» Text block
Coming originally from Ohio, I'm familiar with the Cleveland jokes. The Cuyahoga River catching fire from steel-mill pollution. The "full Cleveland" sartorial style (a 1970s leisure suit -- often powder blue -- with white patent leather belt and shoes). The haughty industrial high-flyer of the early 1900s that plummeted as industrial jobs left post-World War II and poverty grew.
It's a city that many think is clueless.
Today, however, if you're interested in a key problem facing 21st century governments, you should think again. Cleveland is part of something rather different. And it could be big.
So, what's that problem?
Step back a bit. From a broad perspective, the biggest problem in government today is arguably our difficulty in keeping up as the pace of innovation continues to dramatically increase.
From time immemorial, good performance -- in government and elsewhere -- has come from two activities: (a) control -- doing well what we've already learned -- and (b) innovation -- learning new things.
What's different over the past century (keeping a broad perspective here) is a huge jump in the importance of innovation. Science has taken off. Knowledge has taken off. The applications of science and knowledge have taken off. Productivity has taken off (especially with World War II and the jumps that started again in the 1990s).
But these changes have been much less dramatic for governments. Governments, fundamentally, have been built like luxury cars, "for comfort, not speed." They are large. They offer essential services, so can't afford mistakes. They care a lot about fairness. They do things in a fishbowl.

» Listed records
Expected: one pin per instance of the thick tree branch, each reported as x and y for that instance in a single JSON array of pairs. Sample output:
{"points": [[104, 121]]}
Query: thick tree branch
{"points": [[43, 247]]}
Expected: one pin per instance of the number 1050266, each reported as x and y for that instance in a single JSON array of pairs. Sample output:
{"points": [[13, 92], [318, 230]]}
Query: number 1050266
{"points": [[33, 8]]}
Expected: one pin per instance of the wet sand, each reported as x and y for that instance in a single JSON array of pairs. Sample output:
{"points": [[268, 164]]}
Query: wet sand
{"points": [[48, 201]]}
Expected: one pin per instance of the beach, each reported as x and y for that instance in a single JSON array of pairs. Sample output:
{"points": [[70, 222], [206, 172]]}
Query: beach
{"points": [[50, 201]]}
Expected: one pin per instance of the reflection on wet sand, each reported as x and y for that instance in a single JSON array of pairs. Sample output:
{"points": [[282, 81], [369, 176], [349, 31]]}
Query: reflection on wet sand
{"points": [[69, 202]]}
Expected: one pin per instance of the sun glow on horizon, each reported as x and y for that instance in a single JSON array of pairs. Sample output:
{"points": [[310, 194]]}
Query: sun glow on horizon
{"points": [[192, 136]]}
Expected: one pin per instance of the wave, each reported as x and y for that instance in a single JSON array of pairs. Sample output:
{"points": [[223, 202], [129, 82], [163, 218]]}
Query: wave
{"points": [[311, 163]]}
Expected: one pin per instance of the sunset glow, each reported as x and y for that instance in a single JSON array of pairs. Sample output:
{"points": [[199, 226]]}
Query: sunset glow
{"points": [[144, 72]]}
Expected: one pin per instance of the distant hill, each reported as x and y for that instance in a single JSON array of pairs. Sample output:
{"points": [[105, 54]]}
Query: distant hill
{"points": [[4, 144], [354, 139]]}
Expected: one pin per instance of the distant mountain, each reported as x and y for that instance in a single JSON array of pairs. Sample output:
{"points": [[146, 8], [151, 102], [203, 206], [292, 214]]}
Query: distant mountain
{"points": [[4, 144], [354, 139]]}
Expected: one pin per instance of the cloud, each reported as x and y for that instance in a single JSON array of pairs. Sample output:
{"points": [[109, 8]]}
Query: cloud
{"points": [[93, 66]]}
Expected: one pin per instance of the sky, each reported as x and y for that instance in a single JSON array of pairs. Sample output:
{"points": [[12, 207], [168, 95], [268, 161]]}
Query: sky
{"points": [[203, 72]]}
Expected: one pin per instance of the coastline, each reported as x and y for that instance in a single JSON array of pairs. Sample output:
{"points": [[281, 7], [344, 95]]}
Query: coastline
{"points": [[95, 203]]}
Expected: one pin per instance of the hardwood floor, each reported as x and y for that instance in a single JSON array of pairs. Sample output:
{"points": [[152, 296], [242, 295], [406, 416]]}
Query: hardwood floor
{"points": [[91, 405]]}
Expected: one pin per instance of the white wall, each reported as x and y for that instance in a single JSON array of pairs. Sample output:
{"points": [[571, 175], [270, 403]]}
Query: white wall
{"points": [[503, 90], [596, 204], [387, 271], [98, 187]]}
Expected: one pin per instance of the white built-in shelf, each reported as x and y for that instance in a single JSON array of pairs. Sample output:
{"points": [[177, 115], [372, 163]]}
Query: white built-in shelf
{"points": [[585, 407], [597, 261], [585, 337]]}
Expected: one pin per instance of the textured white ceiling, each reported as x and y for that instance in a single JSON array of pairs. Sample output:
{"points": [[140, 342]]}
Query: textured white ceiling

» Stated problem
In the essay on Cleveland and government innovation, which things does the author say have "taken off" over the past century?

» Complete answer
Science, knowledge, the applications of science and knowledge, and productivity.